• Request: How many lines in the records below contain the string "Where", matching case? Reply with the number only.

--- BEGIN Stored records ---

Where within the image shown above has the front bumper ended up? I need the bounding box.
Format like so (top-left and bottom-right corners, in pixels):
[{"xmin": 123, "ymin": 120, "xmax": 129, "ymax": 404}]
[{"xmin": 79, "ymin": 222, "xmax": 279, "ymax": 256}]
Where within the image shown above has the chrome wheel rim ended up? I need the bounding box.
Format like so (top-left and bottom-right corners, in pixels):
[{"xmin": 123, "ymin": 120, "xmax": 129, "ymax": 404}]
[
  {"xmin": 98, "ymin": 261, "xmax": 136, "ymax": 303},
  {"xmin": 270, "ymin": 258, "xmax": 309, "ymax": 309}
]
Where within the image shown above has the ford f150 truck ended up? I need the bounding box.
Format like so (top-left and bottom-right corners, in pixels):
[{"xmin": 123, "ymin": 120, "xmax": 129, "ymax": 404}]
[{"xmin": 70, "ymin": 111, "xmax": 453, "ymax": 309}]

--- END Stored records ---
--- BEGIN Stored records ---

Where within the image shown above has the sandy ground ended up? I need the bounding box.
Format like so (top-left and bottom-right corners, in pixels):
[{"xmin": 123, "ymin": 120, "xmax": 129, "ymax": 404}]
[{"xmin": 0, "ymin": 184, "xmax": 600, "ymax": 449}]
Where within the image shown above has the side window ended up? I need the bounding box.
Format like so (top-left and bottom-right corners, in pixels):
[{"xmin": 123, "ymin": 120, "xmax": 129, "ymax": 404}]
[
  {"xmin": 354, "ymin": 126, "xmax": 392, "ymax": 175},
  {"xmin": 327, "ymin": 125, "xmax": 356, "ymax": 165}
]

--- END Stored records ---

• Solved problem: 5